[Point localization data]
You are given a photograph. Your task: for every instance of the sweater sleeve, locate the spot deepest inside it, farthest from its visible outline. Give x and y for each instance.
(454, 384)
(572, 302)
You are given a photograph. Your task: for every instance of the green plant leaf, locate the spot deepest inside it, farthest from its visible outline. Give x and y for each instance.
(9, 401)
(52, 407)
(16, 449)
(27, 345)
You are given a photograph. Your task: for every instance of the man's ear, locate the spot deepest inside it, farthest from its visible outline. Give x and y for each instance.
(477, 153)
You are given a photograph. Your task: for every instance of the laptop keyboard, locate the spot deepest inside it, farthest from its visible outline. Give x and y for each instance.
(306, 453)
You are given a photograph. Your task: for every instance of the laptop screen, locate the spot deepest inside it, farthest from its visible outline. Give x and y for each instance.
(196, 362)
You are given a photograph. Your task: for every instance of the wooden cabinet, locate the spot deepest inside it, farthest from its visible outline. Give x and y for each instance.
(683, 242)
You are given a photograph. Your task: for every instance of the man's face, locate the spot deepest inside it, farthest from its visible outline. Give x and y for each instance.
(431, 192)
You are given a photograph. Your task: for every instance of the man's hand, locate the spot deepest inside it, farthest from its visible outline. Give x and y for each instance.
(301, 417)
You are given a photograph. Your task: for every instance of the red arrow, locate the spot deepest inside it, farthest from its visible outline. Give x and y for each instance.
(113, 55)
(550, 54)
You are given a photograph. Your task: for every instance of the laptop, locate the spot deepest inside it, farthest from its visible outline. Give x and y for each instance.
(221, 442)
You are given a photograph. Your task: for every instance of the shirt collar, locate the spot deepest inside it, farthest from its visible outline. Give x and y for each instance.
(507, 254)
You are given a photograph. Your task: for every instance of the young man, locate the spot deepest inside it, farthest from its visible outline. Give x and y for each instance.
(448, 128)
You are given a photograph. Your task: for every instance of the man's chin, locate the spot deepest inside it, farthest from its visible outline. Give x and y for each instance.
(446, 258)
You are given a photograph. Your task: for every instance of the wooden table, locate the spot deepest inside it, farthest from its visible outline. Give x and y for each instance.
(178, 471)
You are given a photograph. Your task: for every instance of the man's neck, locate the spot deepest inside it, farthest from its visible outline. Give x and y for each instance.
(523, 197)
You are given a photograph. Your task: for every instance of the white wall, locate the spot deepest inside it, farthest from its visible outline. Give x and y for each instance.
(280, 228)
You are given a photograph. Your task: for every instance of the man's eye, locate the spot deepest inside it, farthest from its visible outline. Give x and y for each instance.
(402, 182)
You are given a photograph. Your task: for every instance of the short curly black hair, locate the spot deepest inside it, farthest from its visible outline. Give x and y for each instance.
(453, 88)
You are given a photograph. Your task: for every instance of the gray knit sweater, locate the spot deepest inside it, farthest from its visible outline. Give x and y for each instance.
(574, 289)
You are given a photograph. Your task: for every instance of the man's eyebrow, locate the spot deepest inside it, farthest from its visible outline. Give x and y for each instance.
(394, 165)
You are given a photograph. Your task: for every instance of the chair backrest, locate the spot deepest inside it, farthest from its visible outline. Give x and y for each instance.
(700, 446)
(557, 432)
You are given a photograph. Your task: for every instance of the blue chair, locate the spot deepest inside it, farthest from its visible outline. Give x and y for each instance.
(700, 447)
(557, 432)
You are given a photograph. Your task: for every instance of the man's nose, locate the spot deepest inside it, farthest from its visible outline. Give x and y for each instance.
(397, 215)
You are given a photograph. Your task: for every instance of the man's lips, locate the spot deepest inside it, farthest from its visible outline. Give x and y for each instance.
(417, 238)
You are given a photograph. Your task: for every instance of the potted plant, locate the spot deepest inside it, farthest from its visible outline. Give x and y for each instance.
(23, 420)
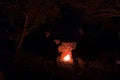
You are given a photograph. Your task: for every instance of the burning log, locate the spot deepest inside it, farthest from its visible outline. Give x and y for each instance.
(66, 52)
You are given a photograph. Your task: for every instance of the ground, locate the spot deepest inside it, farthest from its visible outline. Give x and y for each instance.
(34, 67)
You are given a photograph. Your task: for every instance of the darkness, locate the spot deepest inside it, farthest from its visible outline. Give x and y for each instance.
(98, 46)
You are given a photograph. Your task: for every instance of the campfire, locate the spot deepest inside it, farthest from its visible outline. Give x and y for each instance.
(66, 52)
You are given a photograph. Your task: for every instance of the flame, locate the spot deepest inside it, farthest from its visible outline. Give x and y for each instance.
(67, 58)
(66, 52)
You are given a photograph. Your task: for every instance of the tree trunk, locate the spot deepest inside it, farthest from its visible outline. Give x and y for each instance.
(21, 38)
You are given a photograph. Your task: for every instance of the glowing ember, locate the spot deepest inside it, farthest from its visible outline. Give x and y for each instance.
(67, 58)
(66, 52)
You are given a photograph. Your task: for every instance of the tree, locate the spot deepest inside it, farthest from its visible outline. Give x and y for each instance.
(31, 14)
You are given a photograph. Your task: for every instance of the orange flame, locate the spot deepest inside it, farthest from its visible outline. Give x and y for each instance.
(66, 49)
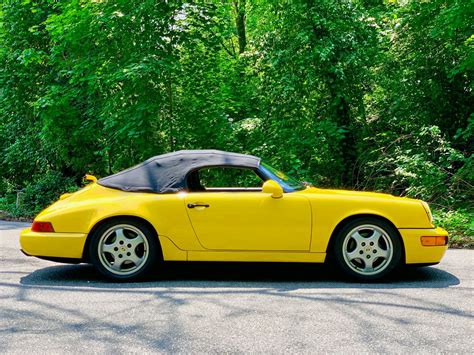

=== Task details ===
Write out the records above once more, word for word, with no pictures.

=== Reply ===
You are given a photograph. Your task: for every instance of the sweater sleeve, locate the spot deepest inside it, farthest from its visible outline. Give x and y for each instance.
(454, 384)
(572, 302)
You are given a photograph. Your task: for every instance of the green plant leaf, locate the spot deepest inside it, farthest from its visible outline. Give x and y for each instance.
(9, 401)
(52, 407)
(16, 449)
(27, 345)
You are given a photograph. Your task: for every instance of the man's ear, locate the spot deepest inside it, farthest from its visible outline. Give x and y for each instance.
(477, 153)
You are given a photograph. Your task: for every instance of the laptop keyboard, locate the spot deepest inside it, farthest from its visible outline. Give x and y for each instance.
(306, 453)
You are given a photograph. Your task: for every instance of the laptop screen, locate the spot deepest inside it, farthest from its visible outline. Give x and y for each instance.
(196, 362)
You are given a photograph. Your task: for every instance of the wooden cabinet, locate the spot deepest inside it, farthest from its visible outline. Give x and y for each instance.
(683, 242)
You are given a photograph. Your task: for every instance of the man's face, locate the spot deepest inside it, farthest from its visible outline. Give x and y for each instance.
(431, 192)
You are given a photograph. Your task: for every instance of the man's hand, locate the spot deepest inside it, farthest from its visible outline. Give x and y for each instance.
(301, 417)
You are given a photograph. Your task: for every instance of the red arrow, locate the spot deepest inside it, farthest from its visible outline. Give x and y for each instance.
(113, 55)
(550, 54)
You are given a photograph. Your task: for every instance of the laptop, locate the spot deepest inside it, farthest from its visible outline. Give x and y for each instance.
(221, 442)
You are given a photograph. Your task: for every instance of the shirt collar, locate the spot deepest inside it, farthest from its visible outline. Give x and y for each instance.
(507, 254)
You are given a photograph. Your task: for every instance of the young man, locate the spot deepest inside it, farthest from its visible outline. Give x and y for each instance.
(448, 128)
You are given a photograph. Your task: for every instance of the man's chin, locate the spot deepest inside it, farthest from its visible outline. Give x and y for each instance.
(446, 258)
You are given a photograph. Your task: for every instance of the wooden table, locate the spot deepest inside it, farthest from its visible outline. Give x and y for each instance.
(178, 471)
You are given a photograph. Your task: for every instance of the man's neck, locate the spot deepest inside it, farthest from its visible outline. Give x and y for each instance.
(523, 197)
You are given a photograph. Your task: for every instance of the white wall, locate the spot deepest inside it, farthest from its visible outline. Give x and y for each instance.
(280, 228)
You are given a photograph. Your task: for every instance of the man's eye, locate the spot deepest inside it, farthest from its visible outline. Give x and y for each instance.
(402, 182)
You are given a photograph. Your task: for every instance of the short curly black hair, locate the spot deepest inside it, farthest from its visible outline. Give x and y for each instance.
(453, 88)
You are given a photograph. Your task: for every instance of the gray knit sweater, locate the spot deepest inside it, farthest from its visible outline. Give x and y for each instance.
(574, 289)
You are given a photograph. Your task: for every instance of the man's eyebrow, locate the spot deepest inside it, farthest from its visible outline. Give x and y for each instance.
(394, 165)
You are given a photograph. Your task: for every instance of the chair backrest, locate the spot deepest inside it, farthest from its visible outline. Give x and y for each instance.
(700, 446)
(557, 432)
You are given a photograph. Your task: for every instance of the blue chair, locate the spot deepest inside it, farthest from its visible outline. Give x and y for each instance.
(700, 447)
(557, 432)
You are given a photograph. Your task: for every instance of the man's nose, locate the spot deepest inside it, farthest from its visible outline. Give x and y for each instance.
(397, 215)
You are given a photograph. Your task: for every instance of the man's lips, locate the spot deepest inside it, farthest from its visible outline. Give x and y for each instance.
(417, 238)
You are given a photograph. Your task: for every instance of the potted plant, locate the spot deepest inside it, farthest from its visible outline. Give x and y for each instance.
(23, 420)
You are given a photograph. Your task: for every instance of the burning log, locate the spot deepest inside it, farthest from its visible outline. Give x and y for each instance.
(66, 52)
You are given a photograph. Your task: for every instance of the ground, locate the spot deepest inside it, farthest from its visible outline. Give x and y for each instance.
(34, 67)
You are given a photograph. Your task: for every instance of the darkness, locate the spot deepest inside it, farthest from its visible outline. Give x and y for each instance.
(98, 46)
You are given a photograph. Your task: for every instance of the campfire, locate the spot deepest inside it, farthest from its visible outline. Give x and y for each instance.
(66, 52)
You are given a photograph. Your task: for every instance of the flame, locate the spot deepest inside it, farthest from its visible outline. Give x and y for each instance.
(67, 58)
(66, 52)
You are given a photograph. Your task: for every instance of the tree trunk, locate the spot deepest inside it, farthest from its visible outline. Give x and y for each instance.
(21, 38)
You are given a photograph. Your task: for every instance of the glowing ember, locate the spot deepest inside it, farthest from its visible outline. Give x and y for each instance.
(67, 58)
(66, 52)
You are given a photograph. Your task: for every instance of the tree, locate the spot deepest inside it, farthest from its visible outline. Give x and y for each instance.
(31, 14)
You are given a photograph. Your task: for every instance of the orange flame, locate the spot deepest inside it, farthest from its visible outline. Give x and y for each instance.
(66, 49)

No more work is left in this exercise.